Labeled shape records
⁂

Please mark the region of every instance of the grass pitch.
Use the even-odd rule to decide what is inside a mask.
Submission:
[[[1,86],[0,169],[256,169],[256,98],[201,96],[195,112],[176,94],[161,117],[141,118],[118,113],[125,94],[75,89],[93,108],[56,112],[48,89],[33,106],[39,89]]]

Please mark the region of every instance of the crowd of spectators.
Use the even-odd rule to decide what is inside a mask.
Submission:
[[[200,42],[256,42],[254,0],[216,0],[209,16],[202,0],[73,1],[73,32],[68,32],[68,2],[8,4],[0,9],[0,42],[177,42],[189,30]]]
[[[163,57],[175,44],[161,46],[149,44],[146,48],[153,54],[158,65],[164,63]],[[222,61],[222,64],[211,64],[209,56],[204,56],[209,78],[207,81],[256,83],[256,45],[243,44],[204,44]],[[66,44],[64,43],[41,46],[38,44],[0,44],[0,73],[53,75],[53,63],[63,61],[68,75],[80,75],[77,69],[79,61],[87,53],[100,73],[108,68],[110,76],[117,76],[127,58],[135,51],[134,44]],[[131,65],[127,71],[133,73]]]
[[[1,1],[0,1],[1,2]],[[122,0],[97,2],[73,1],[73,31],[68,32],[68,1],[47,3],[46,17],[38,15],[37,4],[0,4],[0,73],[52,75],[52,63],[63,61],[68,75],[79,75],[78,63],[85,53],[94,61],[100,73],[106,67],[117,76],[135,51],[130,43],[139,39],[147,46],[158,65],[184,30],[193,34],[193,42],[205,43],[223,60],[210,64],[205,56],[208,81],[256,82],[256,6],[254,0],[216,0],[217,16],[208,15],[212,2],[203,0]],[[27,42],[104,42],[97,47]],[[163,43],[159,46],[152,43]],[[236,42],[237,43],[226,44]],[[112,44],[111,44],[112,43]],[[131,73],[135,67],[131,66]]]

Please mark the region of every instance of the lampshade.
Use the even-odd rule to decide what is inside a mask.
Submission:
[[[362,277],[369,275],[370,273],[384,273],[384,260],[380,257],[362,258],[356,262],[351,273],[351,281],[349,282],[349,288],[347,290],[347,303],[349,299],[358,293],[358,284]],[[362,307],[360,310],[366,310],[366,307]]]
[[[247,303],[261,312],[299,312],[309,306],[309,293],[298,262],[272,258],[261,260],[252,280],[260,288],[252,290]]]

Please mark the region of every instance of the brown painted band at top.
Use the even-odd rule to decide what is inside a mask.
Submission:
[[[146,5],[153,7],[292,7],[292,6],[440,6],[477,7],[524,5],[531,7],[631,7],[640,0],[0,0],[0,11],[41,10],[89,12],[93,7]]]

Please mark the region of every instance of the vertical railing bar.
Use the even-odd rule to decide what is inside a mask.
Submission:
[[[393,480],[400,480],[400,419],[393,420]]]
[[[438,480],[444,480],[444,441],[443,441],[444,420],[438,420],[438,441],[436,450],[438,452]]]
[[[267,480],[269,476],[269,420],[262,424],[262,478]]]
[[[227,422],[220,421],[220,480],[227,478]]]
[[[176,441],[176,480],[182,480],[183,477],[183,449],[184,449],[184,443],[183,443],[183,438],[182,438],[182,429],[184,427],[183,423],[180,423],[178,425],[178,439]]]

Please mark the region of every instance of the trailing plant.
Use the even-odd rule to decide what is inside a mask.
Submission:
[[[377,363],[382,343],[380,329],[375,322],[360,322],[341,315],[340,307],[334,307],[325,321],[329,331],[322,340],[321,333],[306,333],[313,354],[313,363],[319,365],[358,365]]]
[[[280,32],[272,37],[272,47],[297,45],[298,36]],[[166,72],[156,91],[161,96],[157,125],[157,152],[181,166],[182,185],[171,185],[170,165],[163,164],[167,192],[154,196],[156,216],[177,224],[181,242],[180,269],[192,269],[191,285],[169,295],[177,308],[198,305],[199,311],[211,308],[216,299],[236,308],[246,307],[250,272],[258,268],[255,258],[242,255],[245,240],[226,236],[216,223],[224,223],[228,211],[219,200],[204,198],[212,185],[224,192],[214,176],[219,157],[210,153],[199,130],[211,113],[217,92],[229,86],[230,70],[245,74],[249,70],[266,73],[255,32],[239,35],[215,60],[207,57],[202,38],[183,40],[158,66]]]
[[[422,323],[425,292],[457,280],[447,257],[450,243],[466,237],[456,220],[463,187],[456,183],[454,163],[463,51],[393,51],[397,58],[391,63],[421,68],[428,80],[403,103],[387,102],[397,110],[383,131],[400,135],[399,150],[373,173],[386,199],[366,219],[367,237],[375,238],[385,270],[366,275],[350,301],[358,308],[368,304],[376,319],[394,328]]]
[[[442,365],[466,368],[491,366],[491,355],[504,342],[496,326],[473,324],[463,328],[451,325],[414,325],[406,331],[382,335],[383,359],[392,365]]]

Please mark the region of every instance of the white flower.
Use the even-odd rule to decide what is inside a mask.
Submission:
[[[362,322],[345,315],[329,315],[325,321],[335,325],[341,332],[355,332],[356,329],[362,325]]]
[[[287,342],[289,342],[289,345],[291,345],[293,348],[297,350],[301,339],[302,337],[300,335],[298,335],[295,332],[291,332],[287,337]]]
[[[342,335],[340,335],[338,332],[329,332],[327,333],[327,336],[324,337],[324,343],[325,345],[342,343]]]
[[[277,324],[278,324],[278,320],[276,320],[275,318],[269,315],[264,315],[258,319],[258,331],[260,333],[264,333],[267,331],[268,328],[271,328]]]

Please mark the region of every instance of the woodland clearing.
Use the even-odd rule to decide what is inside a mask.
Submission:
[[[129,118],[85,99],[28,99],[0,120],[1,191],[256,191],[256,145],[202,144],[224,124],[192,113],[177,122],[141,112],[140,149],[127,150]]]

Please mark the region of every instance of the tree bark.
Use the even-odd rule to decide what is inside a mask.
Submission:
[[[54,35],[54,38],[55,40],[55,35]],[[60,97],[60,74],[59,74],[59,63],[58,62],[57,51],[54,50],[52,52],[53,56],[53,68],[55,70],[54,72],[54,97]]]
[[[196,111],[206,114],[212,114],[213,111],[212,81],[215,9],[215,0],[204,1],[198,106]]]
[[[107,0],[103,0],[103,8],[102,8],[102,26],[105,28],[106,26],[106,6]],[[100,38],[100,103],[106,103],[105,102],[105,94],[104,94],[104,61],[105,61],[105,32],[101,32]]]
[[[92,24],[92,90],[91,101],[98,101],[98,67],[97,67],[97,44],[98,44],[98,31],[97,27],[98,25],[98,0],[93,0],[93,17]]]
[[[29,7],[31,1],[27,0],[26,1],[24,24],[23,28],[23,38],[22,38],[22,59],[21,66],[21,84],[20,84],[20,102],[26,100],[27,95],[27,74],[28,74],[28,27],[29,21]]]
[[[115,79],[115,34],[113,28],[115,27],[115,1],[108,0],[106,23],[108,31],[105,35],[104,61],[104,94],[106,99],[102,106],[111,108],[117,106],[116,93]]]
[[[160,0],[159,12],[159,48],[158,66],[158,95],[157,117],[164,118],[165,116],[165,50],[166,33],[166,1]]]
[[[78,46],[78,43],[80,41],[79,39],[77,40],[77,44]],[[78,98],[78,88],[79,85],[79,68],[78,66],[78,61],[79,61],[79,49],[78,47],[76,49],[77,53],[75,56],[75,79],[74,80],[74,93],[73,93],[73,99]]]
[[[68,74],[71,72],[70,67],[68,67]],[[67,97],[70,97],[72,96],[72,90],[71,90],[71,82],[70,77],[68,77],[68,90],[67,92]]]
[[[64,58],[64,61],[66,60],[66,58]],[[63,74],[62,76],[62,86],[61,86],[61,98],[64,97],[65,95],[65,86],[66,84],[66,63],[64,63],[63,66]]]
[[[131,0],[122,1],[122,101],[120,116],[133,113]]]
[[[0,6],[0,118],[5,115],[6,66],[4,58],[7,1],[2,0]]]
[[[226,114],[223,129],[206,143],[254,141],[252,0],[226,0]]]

⁂

TASK DETAILS:
In the lines starting at the one containing "Please mark the region of every instance of the tree" and ending at the last line above, swap "Submission" for "Result" and reproduce those lines with nothing else changed.

CORRECT OUTPUT:
Please mark the region of every instance of the tree bark.
Use the even-odd rule to decide what is inside a mask.
Result:
[[[54,35],[54,38],[55,40],[55,35]],[[60,97],[60,74],[59,74],[59,63],[58,62],[57,51],[54,50],[52,52],[53,56],[53,68],[55,70],[54,72],[54,97]]]
[[[196,111],[206,114],[212,114],[213,111],[212,81],[215,9],[215,0],[204,1],[198,106]]]
[[[107,0],[103,0],[103,8],[102,8],[102,26],[105,28],[106,26],[106,6]],[[100,38],[100,103],[106,103],[105,102],[105,94],[104,94],[104,61],[105,61],[105,32],[101,32]]]
[[[92,24],[92,90],[91,101],[98,101],[98,67],[97,67],[97,44],[98,44],[98,31],[97,27],[98,25],[98,0],[93,0],[93,17]]]
[[[29,7],[31,1],[27,0],[26,1],[24,24],[23,28],[23,38],[22,38],[22,59],[21,66],[21,84],[20,84],[20,102],[26,100],[27,95],[27,74],[28,74],[28,27],[29,21]]]
[[[115,79],[115,34],[113,28],[115,27],[115,1],[108,0],[106,23],[108,31],[105,35],[104,61],[104,94],[106,99],[102,106],[111,108],[117,106],[116,93]]]
[[[160,0],[159,12],[159,48],[158,66],[158,95],[157,117],[164,118],[165,116],[165,50],[166,33],[166,1]]]
[[[78,46],[78,43],[80,41],[79,39],[77,40],[77,44]],[[78,98],[78,88],[79,85],[79,68],[78,66],[78,61],[79,61],[79,49],[78,47],[76,49],[77,53],[75,56],[75,79],[74,80],[74,93],[73,93],[73,99]]]
[[[68,74],[71,72],[70,67],[68,67]],[[67,97],[70,97],[72,96],[72,90],[71,90],[71,82],[70,77],[68,77],[68,90],[67,92]]]
[[[64,58],[64,61],[66,60],[66,58]],[[63,74],[62,76],[62,86],[61,86],[61,98],[64,97],[65,95],[65,86],[66,84],[66,63],[64,63],[63,66]]]
[[[131,0],[122,1],[122,101],[120,116],[133,113]]]
[[[0,6],[0,118],[5,115],[6,66],[4,58],[7,1],[2,0]]]
[[[226,114],[223,129],[206,143],[254,141],[252,0],[226,0]]]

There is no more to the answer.